##### Supplied data #####

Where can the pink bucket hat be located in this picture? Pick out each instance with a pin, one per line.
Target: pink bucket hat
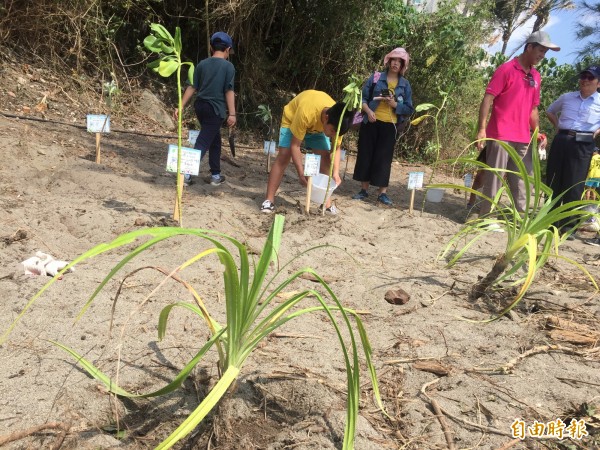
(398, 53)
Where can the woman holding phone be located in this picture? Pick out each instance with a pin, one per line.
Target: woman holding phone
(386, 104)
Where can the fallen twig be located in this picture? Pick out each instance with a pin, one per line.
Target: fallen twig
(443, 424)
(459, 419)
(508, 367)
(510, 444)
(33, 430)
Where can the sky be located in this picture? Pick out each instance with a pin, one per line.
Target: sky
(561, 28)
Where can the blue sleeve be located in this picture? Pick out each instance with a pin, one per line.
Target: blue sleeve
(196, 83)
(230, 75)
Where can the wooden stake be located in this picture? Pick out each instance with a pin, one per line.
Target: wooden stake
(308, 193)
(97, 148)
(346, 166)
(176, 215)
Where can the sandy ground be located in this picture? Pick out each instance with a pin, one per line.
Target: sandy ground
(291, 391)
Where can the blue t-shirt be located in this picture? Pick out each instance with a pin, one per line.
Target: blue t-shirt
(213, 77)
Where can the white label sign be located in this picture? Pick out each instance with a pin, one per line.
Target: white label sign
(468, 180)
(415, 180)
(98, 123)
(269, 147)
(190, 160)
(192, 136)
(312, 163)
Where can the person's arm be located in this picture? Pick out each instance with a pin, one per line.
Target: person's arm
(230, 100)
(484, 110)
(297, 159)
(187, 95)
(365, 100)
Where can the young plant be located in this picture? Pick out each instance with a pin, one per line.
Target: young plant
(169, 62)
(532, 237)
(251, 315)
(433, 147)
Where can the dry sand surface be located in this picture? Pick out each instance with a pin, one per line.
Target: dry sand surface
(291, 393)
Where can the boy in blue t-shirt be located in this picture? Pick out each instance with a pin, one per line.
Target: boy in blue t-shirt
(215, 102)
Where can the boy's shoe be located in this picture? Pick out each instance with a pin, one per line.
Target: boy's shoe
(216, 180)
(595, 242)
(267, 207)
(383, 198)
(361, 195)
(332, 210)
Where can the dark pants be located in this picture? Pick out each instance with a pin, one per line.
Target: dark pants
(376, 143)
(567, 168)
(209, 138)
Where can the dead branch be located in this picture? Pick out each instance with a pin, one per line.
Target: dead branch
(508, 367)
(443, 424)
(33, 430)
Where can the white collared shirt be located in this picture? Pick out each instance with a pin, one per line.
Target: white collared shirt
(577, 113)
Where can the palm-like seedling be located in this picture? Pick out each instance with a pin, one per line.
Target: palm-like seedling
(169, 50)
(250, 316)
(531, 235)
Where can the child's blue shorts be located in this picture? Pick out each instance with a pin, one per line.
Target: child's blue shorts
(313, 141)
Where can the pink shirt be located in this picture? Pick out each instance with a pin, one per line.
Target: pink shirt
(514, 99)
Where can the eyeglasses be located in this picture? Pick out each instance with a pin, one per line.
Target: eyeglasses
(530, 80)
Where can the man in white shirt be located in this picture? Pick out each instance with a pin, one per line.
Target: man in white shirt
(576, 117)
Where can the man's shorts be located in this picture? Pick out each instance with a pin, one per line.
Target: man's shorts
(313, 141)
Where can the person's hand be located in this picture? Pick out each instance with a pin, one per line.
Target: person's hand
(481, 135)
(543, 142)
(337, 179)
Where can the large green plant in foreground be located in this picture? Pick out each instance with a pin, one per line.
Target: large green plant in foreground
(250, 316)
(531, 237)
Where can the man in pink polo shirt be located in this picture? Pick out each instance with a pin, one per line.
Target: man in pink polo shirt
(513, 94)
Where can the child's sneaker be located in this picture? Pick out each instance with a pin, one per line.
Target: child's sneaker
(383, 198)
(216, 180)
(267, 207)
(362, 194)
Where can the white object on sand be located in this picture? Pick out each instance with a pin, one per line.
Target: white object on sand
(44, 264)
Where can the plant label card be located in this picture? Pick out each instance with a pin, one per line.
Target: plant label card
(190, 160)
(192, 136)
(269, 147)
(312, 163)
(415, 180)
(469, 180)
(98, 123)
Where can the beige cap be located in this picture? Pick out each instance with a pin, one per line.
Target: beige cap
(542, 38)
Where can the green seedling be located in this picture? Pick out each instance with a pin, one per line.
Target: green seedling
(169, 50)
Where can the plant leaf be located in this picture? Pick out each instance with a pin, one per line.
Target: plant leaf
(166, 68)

#####

**Exercise instructions**: Above are the entries. Copy exactly the part that opens with the line containing "Where can the sky" and closes with the line containing "Where can the person's arm", and no more.

**Response**:
Where can the sky be located in this picture? Pick out each instance with a pin, one per line.
Target: sky
(561, 28)
Where can the blue sleeve be located in this picture? Pick out each instance with a pin, one per line.
Target: blue sleeve
(196, 83)
(230, 75)
Where can the wooden stake be located in this picture? Pick out each instance with a pin, one per line.
Target: wooden stake
(308, 193)
(97, 148)
(346, 166)
(176, 215)
Where can the sandy ground be located in this picture? Pick out each instance with a pin, one per line.
Target: sandy ground
(291, 391)
Where can the blue t-shirt be located in this picture? Pick out each instance with a pin, one per line.
Target: blue t-shirt
(213, 77)
Where can the white label sign be located in this picture? Pick out each instance with a pin, one per line.
Target: white label sign
(468, 180)
(415, 180)
(98, 123)
(269, 147)
(190, 160)
(192, 136)
(312, 163)
Where can the person's arm be located in this picture? Pick out each instance with a pin, one per line.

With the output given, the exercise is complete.